Prompt ▸ Can you edit the items from the line with "Return one point per instance of the person's" up to and including the last line of the items, changing "drinking glass" to "water glass" and leaving everything else unchanged? Give back only those lines.

━━━━━ Data lines

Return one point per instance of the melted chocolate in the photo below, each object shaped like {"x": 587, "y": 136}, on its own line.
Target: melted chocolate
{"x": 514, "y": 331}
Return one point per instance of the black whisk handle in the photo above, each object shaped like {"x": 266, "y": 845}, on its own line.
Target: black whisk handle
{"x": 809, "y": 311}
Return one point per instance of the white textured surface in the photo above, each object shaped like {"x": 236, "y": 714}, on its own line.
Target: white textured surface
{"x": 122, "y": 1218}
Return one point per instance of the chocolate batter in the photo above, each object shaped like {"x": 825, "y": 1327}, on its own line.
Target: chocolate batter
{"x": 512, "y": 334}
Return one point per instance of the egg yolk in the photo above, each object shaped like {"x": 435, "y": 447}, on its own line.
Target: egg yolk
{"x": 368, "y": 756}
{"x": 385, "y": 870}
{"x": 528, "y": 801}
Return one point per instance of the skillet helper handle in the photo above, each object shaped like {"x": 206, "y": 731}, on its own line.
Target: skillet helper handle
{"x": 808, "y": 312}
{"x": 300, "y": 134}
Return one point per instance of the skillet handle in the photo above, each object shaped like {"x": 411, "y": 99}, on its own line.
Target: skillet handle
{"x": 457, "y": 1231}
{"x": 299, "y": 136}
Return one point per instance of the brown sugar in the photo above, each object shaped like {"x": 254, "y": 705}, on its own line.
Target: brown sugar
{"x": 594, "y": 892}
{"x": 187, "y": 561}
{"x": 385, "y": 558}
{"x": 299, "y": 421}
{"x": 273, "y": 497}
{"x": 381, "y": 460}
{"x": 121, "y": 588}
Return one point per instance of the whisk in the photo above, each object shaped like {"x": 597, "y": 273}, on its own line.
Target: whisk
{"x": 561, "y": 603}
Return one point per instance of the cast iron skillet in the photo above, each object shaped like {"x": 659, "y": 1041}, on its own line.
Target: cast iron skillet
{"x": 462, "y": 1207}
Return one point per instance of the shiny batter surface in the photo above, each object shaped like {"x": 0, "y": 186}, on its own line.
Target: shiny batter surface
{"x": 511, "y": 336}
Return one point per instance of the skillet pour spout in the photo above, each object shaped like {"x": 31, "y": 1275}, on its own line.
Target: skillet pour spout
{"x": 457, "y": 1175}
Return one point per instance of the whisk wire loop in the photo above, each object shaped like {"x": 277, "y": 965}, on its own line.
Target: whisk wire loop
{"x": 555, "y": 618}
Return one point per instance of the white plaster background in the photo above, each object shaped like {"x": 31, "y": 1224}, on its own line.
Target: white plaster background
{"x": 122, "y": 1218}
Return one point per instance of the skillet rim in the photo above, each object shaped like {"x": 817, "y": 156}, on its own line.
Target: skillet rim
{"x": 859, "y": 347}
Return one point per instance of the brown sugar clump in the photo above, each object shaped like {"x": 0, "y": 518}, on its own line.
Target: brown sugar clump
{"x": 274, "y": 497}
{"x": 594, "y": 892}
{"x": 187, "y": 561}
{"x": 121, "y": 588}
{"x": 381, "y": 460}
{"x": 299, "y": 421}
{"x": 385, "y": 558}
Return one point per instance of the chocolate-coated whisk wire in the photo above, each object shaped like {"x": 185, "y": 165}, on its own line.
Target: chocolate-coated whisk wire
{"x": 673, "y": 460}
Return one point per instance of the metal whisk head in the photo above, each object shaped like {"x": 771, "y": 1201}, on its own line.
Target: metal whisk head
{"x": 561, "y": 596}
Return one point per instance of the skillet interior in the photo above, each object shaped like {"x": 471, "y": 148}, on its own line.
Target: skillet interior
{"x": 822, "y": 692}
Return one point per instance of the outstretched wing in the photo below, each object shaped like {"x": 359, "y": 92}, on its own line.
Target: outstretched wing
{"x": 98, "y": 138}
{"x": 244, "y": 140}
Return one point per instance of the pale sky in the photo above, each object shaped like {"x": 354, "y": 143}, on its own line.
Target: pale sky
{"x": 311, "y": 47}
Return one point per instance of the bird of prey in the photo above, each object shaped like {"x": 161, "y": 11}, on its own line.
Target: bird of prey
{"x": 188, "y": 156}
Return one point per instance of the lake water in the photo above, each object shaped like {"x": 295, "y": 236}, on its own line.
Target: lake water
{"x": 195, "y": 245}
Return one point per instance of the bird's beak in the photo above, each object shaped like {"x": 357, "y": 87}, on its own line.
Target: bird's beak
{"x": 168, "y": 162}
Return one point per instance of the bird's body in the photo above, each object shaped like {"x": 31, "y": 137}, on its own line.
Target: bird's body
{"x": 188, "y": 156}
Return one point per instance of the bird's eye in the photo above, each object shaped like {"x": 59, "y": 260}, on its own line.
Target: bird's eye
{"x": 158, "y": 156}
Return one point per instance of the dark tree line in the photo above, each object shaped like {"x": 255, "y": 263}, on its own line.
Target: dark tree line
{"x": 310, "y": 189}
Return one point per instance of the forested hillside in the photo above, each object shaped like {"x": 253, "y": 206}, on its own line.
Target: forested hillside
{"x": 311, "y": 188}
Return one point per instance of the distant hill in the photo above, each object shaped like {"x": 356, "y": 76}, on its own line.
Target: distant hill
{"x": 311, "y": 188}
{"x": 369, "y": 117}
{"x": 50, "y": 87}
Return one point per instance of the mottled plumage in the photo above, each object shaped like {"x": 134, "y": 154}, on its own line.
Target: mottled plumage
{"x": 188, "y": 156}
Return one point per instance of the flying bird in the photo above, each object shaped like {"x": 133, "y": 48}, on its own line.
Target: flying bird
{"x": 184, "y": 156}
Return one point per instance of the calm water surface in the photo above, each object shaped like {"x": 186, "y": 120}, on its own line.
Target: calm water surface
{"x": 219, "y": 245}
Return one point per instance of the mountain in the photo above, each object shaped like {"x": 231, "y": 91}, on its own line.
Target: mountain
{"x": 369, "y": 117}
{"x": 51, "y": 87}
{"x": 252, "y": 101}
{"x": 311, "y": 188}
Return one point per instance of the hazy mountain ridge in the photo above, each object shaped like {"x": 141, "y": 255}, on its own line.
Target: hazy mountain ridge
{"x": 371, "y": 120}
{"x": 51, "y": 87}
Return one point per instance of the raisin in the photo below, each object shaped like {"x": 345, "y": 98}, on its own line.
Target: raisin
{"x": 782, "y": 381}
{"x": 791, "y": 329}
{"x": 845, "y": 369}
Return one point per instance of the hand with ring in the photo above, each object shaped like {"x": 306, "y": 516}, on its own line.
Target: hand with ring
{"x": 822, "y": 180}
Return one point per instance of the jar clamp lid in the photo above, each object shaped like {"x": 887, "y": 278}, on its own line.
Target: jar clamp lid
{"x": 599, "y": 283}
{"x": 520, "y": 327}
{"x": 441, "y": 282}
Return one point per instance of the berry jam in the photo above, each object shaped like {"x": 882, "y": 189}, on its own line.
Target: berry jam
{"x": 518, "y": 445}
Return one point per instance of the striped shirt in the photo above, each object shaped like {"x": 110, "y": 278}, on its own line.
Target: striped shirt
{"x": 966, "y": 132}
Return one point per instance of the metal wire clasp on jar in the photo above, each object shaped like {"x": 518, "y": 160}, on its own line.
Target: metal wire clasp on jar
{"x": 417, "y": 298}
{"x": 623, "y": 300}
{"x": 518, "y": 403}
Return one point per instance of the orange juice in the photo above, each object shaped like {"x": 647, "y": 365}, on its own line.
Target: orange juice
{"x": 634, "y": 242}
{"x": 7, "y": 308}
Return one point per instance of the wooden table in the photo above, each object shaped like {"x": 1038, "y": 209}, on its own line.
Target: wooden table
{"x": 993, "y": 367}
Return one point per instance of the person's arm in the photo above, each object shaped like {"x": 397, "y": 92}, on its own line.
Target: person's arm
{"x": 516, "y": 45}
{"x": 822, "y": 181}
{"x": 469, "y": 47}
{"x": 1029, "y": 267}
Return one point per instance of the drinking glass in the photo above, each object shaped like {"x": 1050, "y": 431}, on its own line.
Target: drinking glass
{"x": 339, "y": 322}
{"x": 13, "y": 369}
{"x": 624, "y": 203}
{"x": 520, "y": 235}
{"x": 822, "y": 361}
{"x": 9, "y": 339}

━━━━━━━━━━

Task answer ▸
Return one point per instance of the person's arm in the photo above, each object shaped like {"x": 397, "y": 92}, on its own line.
Target: person's arm
{"x": 516, "y": 45}
{"x": 822, "y": 181}
{"x": 469, "y": 47}
{"x": 1029, "y": 267}
Return one point per instance of the water glass in the photo above, each object shaped like {"x": 1050, "y": 431}, on its own line.
Target: water glass
{"x": 339, "y": 322}
{"x": 13, "y": 369}
{"x": 624, "y": 203}
{"x": 520, "y": 235}
{"x": 822, "y": 361}
{"x": 9, "y": 339}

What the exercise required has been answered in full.